[Dataset excerpt]
-------
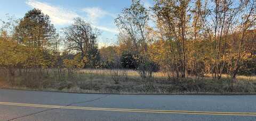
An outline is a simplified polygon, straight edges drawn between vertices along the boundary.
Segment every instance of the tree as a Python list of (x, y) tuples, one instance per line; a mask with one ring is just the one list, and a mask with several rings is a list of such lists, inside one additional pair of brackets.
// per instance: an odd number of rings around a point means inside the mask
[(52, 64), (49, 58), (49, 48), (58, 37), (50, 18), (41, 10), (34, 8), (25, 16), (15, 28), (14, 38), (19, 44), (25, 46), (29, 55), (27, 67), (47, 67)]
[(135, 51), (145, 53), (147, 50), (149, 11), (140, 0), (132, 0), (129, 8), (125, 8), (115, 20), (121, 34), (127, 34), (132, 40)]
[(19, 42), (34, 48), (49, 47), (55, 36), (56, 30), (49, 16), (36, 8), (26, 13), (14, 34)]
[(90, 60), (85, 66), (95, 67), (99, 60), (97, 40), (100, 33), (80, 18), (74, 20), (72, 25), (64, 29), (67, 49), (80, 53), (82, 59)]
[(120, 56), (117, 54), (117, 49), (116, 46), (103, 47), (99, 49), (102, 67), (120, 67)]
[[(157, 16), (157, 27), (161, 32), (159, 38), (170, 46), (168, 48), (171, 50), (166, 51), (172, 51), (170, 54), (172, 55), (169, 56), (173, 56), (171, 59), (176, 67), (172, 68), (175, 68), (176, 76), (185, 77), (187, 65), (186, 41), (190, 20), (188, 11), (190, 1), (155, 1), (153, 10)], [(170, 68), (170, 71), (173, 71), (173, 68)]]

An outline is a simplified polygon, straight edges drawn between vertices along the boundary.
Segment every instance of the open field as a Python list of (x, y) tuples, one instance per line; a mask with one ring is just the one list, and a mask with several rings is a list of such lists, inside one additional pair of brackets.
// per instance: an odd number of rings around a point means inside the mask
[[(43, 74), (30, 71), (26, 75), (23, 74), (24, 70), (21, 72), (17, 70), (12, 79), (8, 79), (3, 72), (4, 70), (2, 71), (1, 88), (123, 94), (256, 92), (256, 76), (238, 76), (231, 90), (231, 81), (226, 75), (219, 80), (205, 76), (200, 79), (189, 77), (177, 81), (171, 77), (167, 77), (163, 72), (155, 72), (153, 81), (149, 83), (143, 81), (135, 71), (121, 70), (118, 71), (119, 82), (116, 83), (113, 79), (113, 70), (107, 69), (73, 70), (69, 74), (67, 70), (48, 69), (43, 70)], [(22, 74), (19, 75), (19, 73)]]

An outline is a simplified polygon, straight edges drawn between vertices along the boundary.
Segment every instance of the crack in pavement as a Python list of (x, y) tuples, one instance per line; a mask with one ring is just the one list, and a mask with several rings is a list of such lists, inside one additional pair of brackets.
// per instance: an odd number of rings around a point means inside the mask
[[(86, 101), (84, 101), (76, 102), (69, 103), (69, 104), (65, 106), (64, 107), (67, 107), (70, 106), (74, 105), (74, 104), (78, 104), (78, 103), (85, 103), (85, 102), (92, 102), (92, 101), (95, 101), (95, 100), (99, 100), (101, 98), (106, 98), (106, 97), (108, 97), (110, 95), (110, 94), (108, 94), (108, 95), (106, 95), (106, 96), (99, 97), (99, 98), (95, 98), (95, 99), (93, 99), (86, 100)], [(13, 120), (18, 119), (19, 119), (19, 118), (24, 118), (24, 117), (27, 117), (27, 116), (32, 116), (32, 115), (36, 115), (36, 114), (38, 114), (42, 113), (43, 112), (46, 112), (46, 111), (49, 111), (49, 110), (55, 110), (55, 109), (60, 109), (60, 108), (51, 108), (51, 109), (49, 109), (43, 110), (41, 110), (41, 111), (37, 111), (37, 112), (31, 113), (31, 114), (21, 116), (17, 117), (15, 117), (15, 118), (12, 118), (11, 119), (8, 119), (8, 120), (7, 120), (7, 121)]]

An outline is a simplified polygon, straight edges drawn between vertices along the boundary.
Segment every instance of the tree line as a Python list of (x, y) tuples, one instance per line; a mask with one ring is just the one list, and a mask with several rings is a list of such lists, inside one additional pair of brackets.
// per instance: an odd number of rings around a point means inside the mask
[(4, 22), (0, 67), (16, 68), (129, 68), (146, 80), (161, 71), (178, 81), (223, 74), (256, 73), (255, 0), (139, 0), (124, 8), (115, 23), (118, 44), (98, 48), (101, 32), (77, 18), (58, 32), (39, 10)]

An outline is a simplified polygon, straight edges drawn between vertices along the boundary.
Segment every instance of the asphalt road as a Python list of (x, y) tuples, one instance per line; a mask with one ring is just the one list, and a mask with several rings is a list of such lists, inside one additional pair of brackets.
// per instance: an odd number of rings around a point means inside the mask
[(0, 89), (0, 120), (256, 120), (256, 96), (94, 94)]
-------
Reproduce every item above word for word, from start to finish, but leave the pictures out.

An outline is a simplified polygon, straight edges drawn between vertices along the boundary.
Segment every instance of the tree as a Python list of (x, y) tuples, one instance per line; a mask with one ring is just the one list, and a mask with several rings is a list of such lists, inside one additional pair of brackets.
// per instance: an odd number of rings around a point means inside the mask
[(52, 64), (49, 58), (49, 48), (58, 37), (50, 18), (41, 10), (34, 8), (25, 16), (15, 28), (14, 38), (19, 44), (25, 46), (29, 55), (27, 67), (47, 67)]
[(135, 51), (145, 53), (147, 50), (149, 11), (140, 0), (132, 0), (129, 8), (125, 8), (115, 20), (121, 34), (127, 34), (132, 40)]
[(19, 42), (34, 48), (49, 47), (55, 36), (56, 30), (49, 16), (36, 8), (26, 13), (14, 34)]
[(90, 60), (85, 66), (95, 67), (99, 60), (97, 40), (100, 33), (80, 18), (74, 20), (72, 25), (64, 29), (67, 49), (80, 53), (82, 59)]
[(120, 56), (117, 54), (117, 49), (116, 46), (103, 47), (99, 49), (102, 67), (120, 67)]
[[(157, 16), (157, 27), (161, 32), (159, 38), (170, 46), (168, 48), (171, 50), (166, 51), (172, 51), (170, 54), (172, 55), (169, 56), (173, 56), (171, 59), (176, 67), (172, 68), (175, 68), (176, 76), (185, 77), (187, 65), (186, 41), (190, 20), (188, 11), (190, 1), (155, 1), (153, 10)], [(170, 68), (170, 71), (173, 71), (173, 68)]]

An outline is a simplified polygon, straight edges drawn between vertices along the boundary.
Segment every instance of the open field as a Python list of (x, y) tuples, one instance per line; a mask with one ring is just the one list, and a mask with several rings is a list of such lists, inside one additional pair of brackets.
// per instance: an odd number of rings around a point means inside the mask
[[(43, 74), (30, 71), (26, 75), (23, 74), (24, 70), (21, 72), (17, 70), (12, 79), (8, 79), (3, 72), (4, 70), (2, 71), (1, 88), (123, 94), (256, 92), (256, 76), (238, 76), (231, 90), (231, 81), (226, 75), (219, 80), (205, 76), (200, 79), (189, 77), (177, 81), (171, 77), (167, 77), (163, 72), (155, 72), (153, 81), (149, 83), (143, 81), (135, 71), (121, 70), (118, 71), (119, 82), (116, 83), (113, 79), (113, 70), (107, 69), (73, 70), (69, 74), (67, 70), (48, 69), (43, 70)], [(22, 74), (19, 75), (19, 73)]]

An outline is a simplified polygon, straight edges drawn between vertices along the boundary.
Segment every instance of the crack in pavement as a Python list of (x, y) tuples, one instance per line; a mask with one ring is just the one list, and a mask with several rings is a list of such lists, inside one additional pair of brackets.
// per instance: an odd number of rings around a point means inside the mask
[[(86, 101), (84, 101), (76, 102), (69, 103), (69, 104), (65, 106), (64, 107), (67, 107), (70, 106), (74, 105), (74, 104), (78, 104), (78, 103), (85, 103), (85, 102), (92, 102), (92, 101), (95, 101), (95, 100), (99, 100), (101, 98), (106, 98), (106, 97), (108, 97), (110, 95), (110, 94), (108, 94), (108, 95), (106, 95), (106, 96), (99, 97), (99, 98), (95, 98), (95, 99), (93, 99), (86, 100)], [(13, 120), (18, 119), (19, 119), (19, 118), (24, 118), (24, 117), (27, 117), (27, 116), (32, 116), (32, 115), (36, 115), (36, 114), (38, 114), (42, 113), (43, 112), (46, 112), (46, 111), (49, 111), (49, 110), (55, 110), (55, 109), (60, 109), (60, 108), (51, 108), (51, 109), (49, 109), (43, 110), (41, 110), (41, 111), (37, 111), (37, 112), (31, 113), (31, 114), (21, 116), (17, 117), (15, 117), (15, 118), (12, 118), (11, 119), (8, 119), (8, 120), (7, 120), (7, 121)]]

An outline is a simplified polygon, straight edges drawn between vertices along the boundary.
Segment every instance of the tree line as a Python list of (x, y) tuples, one instance per line; a mask with one ring is just the one list, and a mask with several rings is a list of such lists, inside one additional pair of brackets.
// per instance: an odd number of rings around a point means inside the mask
[(4, 22), (0, 67), (16, 68), (129, 68), (146, 80), (161, 71), (178, 81), (223, 74), (256, 73), (255, 0), (139, 0), (124, 8), (115, 23), (118, 44), (98, 48), (101, 32), (77, 18), (58, 32), (39, 10)]

An outline is a simplified polygon, straight edges drawn between vertices along the boundary.
Segment every instance of the asphalt road as a Python list of (x, y) tuples, one instance per line; a mask with one ring is just the one list, and a mask with several rings is a list of such lists, inside one additional pair of brackets.
// per instance: an odd number of rings around a point means inside the mask
[(0, 89), (0, 120), (256, 120), (256, 96), (94, 94)]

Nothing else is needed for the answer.